AIM | Render each line of the records as a JSON list of strings, one string per line, and leave out any blank lines.

DATA SUPPLIED |

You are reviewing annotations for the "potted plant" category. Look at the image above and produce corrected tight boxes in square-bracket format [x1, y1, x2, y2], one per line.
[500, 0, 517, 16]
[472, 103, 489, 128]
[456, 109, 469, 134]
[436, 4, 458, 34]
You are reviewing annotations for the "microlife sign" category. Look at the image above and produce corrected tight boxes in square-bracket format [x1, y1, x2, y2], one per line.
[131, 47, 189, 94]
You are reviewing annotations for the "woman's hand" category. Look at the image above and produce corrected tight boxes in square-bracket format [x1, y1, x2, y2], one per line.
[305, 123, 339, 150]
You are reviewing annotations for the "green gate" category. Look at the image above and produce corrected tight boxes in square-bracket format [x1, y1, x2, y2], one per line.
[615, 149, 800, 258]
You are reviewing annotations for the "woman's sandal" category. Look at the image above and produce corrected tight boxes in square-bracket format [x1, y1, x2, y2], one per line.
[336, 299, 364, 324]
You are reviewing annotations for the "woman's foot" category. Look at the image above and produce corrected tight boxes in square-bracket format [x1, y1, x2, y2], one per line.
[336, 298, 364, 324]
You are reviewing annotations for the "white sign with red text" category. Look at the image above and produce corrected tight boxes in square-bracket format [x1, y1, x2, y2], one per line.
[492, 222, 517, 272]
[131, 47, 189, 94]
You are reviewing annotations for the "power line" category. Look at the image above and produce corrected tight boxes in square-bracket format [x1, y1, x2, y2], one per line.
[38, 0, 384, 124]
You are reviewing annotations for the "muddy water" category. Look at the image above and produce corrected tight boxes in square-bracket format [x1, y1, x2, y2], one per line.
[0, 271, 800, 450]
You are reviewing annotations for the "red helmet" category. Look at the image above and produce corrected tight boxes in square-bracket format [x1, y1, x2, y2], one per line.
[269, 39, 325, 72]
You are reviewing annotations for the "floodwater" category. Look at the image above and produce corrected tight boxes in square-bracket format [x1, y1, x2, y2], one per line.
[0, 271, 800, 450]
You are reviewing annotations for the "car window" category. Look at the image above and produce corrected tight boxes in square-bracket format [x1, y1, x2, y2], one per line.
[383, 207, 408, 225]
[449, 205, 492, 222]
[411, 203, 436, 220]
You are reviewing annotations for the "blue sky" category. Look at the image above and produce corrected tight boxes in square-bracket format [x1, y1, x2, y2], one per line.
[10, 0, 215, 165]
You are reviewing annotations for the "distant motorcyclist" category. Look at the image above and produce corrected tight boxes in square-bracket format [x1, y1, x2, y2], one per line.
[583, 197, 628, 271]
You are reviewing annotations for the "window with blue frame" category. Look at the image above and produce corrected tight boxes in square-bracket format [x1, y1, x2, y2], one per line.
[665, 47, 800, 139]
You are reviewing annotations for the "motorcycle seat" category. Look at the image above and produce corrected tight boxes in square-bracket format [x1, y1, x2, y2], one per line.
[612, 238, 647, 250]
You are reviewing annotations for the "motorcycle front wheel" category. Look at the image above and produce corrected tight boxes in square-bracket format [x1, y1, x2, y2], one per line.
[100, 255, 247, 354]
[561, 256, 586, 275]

REPLY |
[
  "You are reviewing annotations for the \"potted plant\" category. Look at the image above and produce corrected tight boxes in square-bracket format [x1, y1, x2, y2], one per line.",
  "[500, 0, 517, 16]",
  "[472, 103, 489, 128]",
  "[456, 109, 469, 134]",
  "[436, 4, 458, 34]",
  "You are reviewing annotations for the \"microlife sign\" category. Look at the image above and produce corrected tight boxes in square-bracket format [x1, y1, x2, y2], one per line.",
  "[131, 47, 189, 94]",
  "You are reviewing annotations for the \"woman's hand\" category. Look at the image above and produce corrected tight boxes in square-bracket format [x1, y1, x2, y2], one per line.",
  "[305, 123, 339, 150]",
  "You are reviewing annotations for the \"green gate\" category. Look at the image above and produce corrected tight boxes in square-bracket format [x1, y1, x2, y2], one per line.",
  "[615, 149, 800, 258]",
  "You are reviewing annotations for the \"woman's sandal\" category. Look at the image above and produce corrected tight boxes in square-bracket format [x1, y1, x2, y2], one per line.",
  "[336, 299, 364, 324]",
  "You are reviewing annotations for the \"woman's foot\" category. Look at the image above and produce corrected tight boxes in square-bracket format [x1, y1, x2, y2], one per line.",
  "[336, 298, 364, 324]",
  "You are reviewing annotations for the \"white sign with red text\" category. Look at the image above and produce corrected tight boxes in square-bracket format [x1, y1, x2, y2], one per line.",
  "[492, 222, 517, 272]",
  "[131, 47, 189, 94]",
  "You are reviewing annotations for the \"power line\" category. Look at the image above and produce corrected tight boxes in square-bracket format [x1, y1, x2, y2], one per line.",
  "[38, 0, 384, 124]",
  "You are reviewing annotations for the \"muddy water\" category. Look at the image above and produce corrected tight boxes in square-bracket format [x1, y1, x2, y2], one per line.",
  "[0, 271, 800, 450]",
  "You are reviewing annotations for the \"red helmet\" category. Look at the image above and produce corrected tight boxes in square-bracket format [x1, y1, x2, y2], one per line.",
  "[269, 39, 325, 72]",
  "You are reviewing annotations for the \"floodwater\" category. Look at the image above and produce corrected tight boxes in square-bracket format [x1, y1, x2, y2], one per line.",
  "[0, 271, 800, 450]",
  "You are reviewing annotations for the \"car window\" category. Look at the image above and produce corrected tight boxes in square-bracket format [x1, y1, x2, y2], one per line.",
  "[383, 207, 408, 225]",
  "[449, 205, 492, 222]",
  "[411, 203, 436, 220]",
  "You are reviewing annotations for the \"blue sky\" category. Look at the image above and produce corrected tight boxes in square-bracket format [x1, y1, x2, y2], one per line.",
  "[10, 0, 215, 165]",
  "You are reviewing annotations for the \"distant motorcyclist\" category. Look at the image above and produce corrected tight boxes in square-bracket format [x1, y1, x2, y2], one per line.",
  "[583, 197, 628, 271]",
  "You are reviewing annotations for the \"window with blue frame\" category. Look at the image above and produce corrected tight boxes in square-bracket format [x1, y1, x2, y2], one per line.",
  "[665, 47, 800, 139]",
  "You are reviewing annotations for the \"motorcycle seat\" category. Look at the image above and produce corrected tight boxes in square-bracket format [x1, y1, x2, y2], one per line.",
  "[612, 238, 647, 250]",
  "You are reviewing annotations for the \"motorcycle front wheel\" category. Look at the image above and produce corrected tight boxes in square-bracket format [x1, y1, x2, y2], one per line.",
  "[100, 255, 247, 354]",
  "[561, 256, 586, 275]"
]